Entries from a pointing dataset:
════
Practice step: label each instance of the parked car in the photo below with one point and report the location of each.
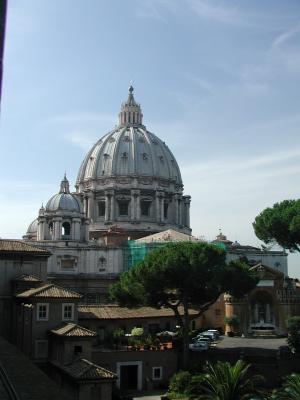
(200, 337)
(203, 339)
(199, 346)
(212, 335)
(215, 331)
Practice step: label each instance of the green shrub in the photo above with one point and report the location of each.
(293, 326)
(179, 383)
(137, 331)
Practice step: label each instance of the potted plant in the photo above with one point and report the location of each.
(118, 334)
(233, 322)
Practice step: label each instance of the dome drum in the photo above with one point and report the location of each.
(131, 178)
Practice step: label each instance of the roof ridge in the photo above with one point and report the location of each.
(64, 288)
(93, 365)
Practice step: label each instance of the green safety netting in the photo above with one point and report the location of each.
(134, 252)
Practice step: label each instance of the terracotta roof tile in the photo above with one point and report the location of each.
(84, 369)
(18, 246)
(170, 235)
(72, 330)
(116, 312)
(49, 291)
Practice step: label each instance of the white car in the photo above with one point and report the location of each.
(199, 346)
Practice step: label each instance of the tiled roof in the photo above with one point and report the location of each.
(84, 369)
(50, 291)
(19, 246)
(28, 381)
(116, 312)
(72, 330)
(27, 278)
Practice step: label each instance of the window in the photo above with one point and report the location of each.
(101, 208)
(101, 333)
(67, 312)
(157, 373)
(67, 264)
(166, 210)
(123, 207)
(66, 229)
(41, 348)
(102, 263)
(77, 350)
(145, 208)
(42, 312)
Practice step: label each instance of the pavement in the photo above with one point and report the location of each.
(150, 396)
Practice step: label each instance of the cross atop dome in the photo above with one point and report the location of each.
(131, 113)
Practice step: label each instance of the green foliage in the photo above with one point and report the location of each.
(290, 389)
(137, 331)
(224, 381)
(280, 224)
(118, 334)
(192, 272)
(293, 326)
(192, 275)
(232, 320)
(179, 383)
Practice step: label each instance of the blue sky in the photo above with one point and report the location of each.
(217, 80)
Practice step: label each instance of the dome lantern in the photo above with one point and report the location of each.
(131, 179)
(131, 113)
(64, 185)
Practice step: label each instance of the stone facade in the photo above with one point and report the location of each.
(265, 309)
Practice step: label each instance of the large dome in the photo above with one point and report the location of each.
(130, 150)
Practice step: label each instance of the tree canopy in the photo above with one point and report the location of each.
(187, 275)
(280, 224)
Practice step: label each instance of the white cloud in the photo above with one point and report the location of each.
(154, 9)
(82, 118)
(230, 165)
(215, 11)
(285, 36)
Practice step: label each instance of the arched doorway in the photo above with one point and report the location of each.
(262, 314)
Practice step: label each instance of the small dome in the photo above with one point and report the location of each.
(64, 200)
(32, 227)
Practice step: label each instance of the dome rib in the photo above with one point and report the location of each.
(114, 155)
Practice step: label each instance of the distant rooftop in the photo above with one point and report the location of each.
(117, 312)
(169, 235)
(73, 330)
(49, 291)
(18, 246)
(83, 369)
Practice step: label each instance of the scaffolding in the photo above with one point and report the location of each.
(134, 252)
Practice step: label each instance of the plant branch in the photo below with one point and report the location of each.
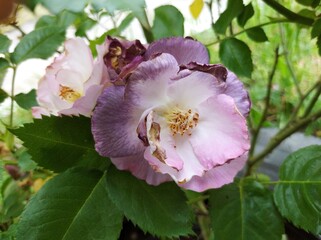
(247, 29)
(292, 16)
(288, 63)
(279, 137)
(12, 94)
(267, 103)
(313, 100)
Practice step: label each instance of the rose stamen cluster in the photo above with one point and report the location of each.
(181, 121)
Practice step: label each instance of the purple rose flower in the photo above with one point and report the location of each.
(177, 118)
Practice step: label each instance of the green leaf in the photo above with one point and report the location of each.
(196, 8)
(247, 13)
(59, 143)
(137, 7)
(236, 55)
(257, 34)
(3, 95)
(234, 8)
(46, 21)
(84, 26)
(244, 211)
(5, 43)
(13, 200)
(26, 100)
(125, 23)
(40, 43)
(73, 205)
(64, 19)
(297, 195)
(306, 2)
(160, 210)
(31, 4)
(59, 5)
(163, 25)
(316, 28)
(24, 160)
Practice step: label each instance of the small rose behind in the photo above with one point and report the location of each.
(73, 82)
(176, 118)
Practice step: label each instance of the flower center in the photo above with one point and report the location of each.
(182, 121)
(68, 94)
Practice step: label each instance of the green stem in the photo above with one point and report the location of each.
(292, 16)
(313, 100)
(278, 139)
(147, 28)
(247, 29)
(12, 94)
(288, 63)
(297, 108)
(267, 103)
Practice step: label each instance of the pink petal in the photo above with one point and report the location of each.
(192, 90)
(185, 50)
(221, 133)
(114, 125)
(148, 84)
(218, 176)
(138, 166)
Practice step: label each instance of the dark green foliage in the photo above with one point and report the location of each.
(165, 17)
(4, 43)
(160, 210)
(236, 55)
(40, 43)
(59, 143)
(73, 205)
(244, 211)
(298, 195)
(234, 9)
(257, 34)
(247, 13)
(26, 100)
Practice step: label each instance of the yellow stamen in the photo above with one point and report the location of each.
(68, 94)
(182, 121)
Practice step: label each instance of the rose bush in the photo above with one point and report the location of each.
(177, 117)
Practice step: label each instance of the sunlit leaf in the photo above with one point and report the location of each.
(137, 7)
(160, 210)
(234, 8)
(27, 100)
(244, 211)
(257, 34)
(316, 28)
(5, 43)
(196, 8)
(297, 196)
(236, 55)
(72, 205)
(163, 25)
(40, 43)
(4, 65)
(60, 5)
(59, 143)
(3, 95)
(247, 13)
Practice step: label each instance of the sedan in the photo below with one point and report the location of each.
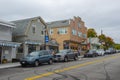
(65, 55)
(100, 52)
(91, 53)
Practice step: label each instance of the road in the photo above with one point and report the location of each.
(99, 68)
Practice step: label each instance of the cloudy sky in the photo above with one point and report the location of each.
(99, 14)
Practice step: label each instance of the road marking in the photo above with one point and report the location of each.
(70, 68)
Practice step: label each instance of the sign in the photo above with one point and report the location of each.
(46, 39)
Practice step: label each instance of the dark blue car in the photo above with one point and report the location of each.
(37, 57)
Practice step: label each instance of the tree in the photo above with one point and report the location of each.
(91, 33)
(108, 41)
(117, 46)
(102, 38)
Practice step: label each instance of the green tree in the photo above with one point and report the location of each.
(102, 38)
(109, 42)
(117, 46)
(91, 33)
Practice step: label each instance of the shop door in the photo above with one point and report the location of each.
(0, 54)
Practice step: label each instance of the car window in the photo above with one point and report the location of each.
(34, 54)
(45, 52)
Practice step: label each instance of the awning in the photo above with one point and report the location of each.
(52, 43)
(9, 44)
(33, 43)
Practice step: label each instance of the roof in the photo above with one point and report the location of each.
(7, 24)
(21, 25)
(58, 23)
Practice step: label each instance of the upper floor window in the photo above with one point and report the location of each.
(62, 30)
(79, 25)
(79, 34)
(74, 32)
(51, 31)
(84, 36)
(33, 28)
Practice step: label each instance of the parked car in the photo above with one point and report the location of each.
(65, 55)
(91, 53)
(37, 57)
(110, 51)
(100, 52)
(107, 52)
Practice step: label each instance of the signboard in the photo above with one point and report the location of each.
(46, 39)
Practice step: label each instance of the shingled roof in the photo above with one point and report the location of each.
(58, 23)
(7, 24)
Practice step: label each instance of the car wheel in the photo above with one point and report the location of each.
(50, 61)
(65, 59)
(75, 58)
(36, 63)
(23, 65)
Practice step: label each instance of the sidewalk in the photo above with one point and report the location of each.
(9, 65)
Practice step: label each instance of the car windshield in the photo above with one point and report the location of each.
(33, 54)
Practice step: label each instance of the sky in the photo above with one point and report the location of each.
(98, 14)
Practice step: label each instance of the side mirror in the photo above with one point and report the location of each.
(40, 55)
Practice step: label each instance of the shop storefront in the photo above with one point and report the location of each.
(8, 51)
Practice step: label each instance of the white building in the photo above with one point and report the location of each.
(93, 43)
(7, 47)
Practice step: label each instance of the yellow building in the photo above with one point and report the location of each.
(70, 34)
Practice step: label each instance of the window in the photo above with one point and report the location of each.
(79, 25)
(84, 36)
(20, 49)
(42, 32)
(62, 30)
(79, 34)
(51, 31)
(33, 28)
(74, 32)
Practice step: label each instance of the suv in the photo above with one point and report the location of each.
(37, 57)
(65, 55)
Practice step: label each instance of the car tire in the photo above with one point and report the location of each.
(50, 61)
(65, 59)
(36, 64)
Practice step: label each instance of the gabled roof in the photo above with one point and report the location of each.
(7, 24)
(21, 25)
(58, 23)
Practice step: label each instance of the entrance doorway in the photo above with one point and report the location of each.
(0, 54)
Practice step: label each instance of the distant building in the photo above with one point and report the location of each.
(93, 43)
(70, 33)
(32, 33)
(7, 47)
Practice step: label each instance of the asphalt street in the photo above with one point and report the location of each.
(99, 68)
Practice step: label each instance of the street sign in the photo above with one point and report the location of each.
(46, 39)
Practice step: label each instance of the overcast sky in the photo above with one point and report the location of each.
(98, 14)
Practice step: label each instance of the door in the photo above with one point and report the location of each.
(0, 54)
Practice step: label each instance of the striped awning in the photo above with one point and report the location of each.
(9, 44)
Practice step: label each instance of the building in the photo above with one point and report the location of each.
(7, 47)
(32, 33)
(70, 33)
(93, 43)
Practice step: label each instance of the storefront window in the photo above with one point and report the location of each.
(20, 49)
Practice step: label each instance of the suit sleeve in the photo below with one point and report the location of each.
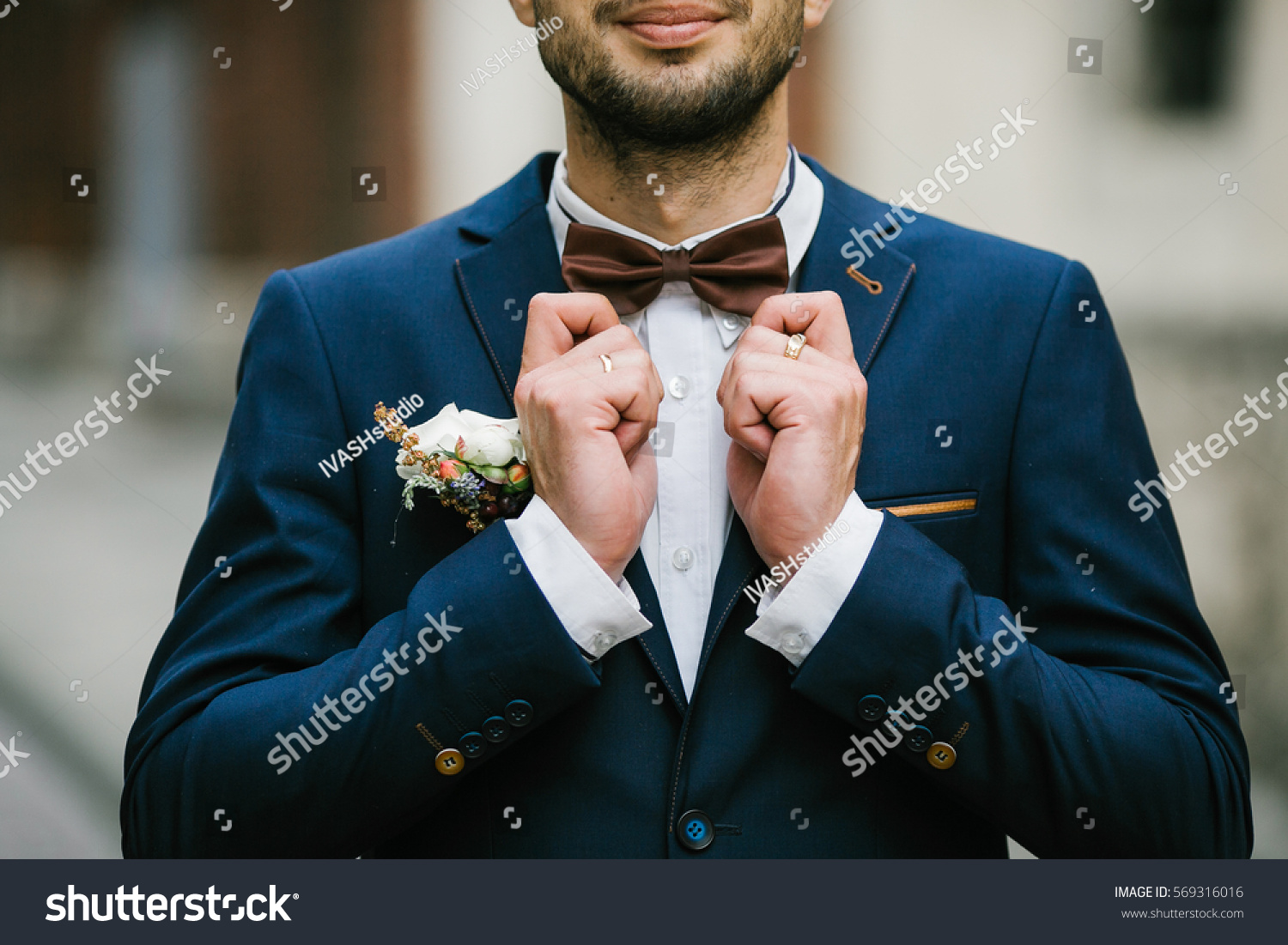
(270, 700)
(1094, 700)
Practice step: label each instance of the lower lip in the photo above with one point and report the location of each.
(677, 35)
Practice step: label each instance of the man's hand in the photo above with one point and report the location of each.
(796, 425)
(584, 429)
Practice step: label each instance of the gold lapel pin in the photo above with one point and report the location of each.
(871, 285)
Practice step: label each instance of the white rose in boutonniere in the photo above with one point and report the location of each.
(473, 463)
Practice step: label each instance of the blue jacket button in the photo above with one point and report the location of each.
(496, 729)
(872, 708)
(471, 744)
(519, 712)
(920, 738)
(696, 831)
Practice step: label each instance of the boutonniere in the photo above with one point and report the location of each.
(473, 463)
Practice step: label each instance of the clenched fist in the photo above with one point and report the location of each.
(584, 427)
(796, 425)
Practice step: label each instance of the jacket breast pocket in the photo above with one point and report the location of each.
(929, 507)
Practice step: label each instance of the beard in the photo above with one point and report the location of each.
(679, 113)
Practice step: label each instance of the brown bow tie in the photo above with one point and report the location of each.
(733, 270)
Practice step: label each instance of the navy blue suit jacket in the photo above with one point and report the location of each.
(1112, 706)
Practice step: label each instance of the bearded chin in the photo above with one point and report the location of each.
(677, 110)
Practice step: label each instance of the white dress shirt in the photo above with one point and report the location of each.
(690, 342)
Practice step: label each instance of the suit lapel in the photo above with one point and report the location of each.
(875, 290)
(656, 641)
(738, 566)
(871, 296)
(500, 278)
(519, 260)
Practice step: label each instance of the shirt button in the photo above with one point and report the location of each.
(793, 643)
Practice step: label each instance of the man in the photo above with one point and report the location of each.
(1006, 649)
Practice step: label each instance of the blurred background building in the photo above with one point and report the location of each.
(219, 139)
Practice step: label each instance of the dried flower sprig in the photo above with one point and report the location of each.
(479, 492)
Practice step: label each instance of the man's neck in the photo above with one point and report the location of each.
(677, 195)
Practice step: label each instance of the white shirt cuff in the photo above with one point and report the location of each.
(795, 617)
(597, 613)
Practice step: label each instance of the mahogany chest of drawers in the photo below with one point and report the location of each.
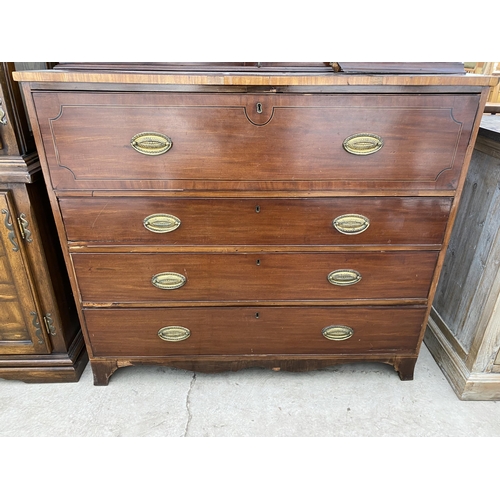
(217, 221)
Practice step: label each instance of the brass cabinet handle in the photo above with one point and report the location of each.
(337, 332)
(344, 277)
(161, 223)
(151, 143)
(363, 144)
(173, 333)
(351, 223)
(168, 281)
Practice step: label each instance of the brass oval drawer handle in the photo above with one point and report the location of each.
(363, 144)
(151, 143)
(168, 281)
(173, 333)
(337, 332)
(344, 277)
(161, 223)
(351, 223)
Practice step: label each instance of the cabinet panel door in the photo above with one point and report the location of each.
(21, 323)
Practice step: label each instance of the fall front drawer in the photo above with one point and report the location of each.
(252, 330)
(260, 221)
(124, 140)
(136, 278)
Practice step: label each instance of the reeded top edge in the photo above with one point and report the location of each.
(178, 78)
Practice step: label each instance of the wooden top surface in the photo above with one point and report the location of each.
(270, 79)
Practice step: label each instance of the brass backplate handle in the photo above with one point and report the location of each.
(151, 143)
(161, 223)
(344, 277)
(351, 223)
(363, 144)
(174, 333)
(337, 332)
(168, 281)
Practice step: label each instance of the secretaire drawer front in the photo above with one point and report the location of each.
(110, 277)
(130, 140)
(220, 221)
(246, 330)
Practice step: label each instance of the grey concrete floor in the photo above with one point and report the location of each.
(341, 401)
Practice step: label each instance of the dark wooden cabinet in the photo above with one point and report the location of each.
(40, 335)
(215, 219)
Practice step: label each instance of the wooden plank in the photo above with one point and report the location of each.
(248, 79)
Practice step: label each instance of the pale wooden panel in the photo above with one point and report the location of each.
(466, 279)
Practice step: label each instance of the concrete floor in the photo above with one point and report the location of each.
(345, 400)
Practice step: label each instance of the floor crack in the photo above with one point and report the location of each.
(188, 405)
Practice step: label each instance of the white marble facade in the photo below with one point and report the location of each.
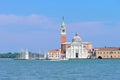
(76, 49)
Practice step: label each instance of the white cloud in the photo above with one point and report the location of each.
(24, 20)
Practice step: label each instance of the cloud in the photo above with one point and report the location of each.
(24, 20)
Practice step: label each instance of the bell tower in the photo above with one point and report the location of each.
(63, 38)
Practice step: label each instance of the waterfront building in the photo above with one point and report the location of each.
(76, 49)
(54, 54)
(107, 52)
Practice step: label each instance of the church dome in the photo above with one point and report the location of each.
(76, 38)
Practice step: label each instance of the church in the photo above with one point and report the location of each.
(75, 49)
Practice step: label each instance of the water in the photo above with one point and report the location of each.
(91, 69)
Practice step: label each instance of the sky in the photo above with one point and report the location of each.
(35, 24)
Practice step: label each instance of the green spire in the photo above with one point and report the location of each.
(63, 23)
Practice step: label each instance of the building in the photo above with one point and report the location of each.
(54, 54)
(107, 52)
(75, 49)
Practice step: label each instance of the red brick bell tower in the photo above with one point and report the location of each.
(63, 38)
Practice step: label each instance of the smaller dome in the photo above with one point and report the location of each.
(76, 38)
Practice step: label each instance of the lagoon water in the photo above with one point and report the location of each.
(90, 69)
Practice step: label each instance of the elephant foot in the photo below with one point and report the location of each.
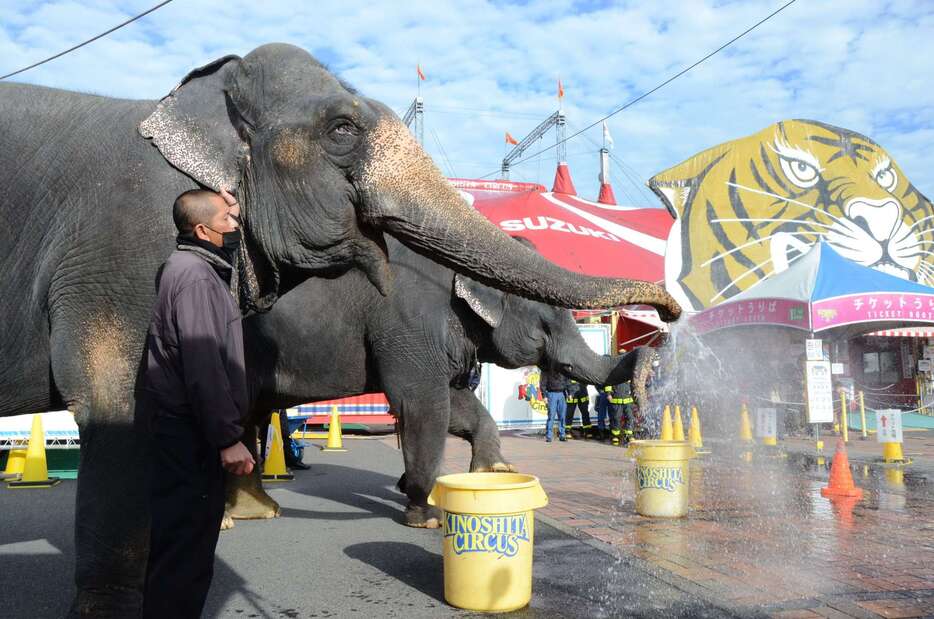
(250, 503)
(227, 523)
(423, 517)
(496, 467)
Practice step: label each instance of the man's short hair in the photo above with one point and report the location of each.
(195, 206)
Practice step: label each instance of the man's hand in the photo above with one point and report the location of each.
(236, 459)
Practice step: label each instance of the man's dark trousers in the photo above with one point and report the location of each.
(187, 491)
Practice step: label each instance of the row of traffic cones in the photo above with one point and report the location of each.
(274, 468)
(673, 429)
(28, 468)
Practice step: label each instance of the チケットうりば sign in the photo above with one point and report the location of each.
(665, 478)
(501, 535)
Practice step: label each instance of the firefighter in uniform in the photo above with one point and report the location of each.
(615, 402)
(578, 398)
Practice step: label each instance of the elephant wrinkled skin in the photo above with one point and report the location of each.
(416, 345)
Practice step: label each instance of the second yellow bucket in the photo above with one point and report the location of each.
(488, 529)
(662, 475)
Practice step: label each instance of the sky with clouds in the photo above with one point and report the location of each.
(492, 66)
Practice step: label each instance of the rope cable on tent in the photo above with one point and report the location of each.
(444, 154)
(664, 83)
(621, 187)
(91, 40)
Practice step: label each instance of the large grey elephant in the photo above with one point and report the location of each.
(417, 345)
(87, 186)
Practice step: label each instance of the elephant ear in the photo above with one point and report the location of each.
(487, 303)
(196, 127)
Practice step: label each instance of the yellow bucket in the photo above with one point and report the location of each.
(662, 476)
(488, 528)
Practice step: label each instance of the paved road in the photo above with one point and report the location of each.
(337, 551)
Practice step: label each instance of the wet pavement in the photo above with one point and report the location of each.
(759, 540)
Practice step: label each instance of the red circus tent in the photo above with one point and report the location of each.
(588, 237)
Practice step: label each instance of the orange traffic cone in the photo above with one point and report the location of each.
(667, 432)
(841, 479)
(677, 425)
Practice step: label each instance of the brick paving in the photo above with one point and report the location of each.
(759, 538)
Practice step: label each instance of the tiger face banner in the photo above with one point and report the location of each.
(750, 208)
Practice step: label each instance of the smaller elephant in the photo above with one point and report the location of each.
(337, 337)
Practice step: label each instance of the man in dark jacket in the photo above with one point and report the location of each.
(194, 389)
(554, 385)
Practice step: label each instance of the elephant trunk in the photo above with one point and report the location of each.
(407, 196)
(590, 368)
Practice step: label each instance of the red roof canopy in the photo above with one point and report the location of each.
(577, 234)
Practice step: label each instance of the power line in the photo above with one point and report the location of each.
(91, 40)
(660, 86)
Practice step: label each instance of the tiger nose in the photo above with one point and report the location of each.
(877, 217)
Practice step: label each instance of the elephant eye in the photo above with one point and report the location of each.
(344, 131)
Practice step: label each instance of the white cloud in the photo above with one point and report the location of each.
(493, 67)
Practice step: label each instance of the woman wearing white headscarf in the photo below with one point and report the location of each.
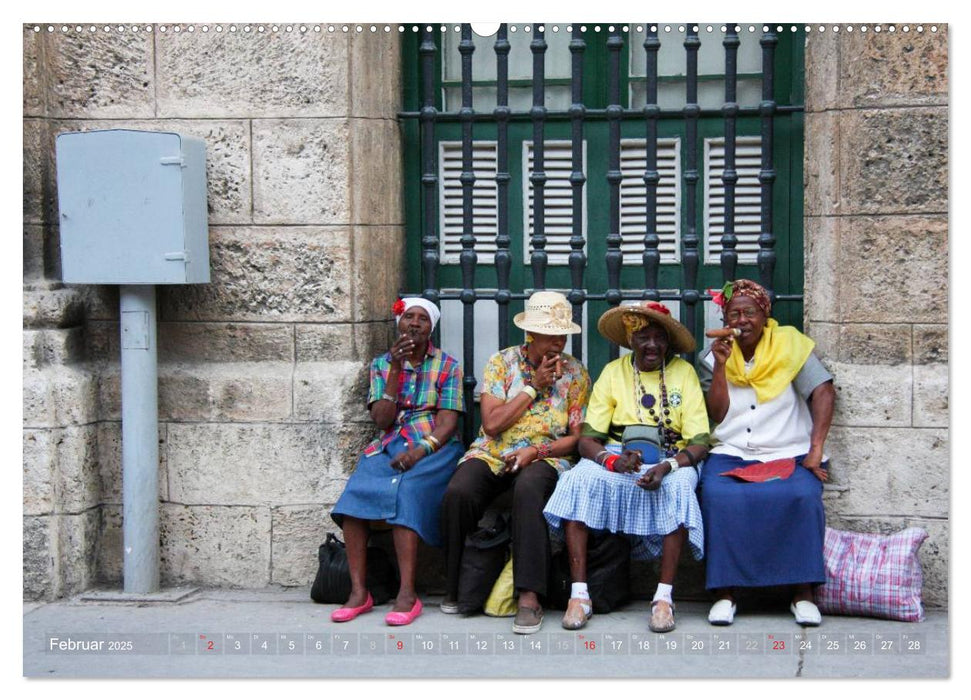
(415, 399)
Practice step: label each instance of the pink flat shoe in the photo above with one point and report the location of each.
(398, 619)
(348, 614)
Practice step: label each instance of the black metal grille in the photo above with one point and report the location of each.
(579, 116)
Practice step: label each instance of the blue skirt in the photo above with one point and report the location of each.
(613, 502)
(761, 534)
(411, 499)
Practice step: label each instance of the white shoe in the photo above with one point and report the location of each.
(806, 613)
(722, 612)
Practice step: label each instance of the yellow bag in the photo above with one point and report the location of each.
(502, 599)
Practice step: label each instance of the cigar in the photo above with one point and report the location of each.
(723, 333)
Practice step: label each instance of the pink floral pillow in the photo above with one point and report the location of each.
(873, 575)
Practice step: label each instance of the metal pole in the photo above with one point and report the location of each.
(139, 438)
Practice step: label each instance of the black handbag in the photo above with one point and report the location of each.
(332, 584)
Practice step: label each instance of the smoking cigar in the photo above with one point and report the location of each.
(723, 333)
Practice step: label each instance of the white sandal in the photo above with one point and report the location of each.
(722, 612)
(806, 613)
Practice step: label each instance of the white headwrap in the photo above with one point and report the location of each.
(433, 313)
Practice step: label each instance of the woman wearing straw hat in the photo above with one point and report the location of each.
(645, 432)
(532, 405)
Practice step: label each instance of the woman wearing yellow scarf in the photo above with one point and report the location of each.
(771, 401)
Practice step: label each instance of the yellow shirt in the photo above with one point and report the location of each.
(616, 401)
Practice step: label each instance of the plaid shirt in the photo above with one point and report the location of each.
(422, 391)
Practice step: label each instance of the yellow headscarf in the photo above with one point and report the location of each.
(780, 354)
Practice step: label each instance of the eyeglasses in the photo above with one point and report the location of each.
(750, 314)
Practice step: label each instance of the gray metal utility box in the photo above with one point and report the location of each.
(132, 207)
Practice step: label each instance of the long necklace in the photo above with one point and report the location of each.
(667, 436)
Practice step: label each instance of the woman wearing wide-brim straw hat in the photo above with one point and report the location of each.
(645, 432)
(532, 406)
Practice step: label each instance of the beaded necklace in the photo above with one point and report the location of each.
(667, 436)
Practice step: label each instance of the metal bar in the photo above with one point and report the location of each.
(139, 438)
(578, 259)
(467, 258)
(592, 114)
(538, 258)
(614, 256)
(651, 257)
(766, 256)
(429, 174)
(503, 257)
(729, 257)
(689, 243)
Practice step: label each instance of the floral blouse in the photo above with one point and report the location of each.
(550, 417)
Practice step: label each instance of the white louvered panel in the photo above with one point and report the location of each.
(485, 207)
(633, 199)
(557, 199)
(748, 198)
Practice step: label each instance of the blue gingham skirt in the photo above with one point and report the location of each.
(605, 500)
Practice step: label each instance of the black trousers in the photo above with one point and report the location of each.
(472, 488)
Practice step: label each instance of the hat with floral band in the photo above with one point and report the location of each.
════
Please retype, exactly as written, every line from the line containing "Practice step: label each instance of the floral" through the last line of the records above, including both of those lines, and nothing else.

Practice step: label each instance of the floral blouse in the photo above with one point and report the location of each.
(550, 417)
Practice step: label each instance of the white louvered panel in the photo above with one point and report the location of each.
(485, 207)
(633, 199)
(557, 199)
(748, 198)
Practice step: label each instance of the blue gingham skirt in the photo above with one point and report the location of each.
(605, 500)
Practice step: label each instance of the black trousers in the photo above with one point and report the location of each.
(472, 488)
Practice step: label each instance of the hat with floral band in the photo above with one point and report the location of each.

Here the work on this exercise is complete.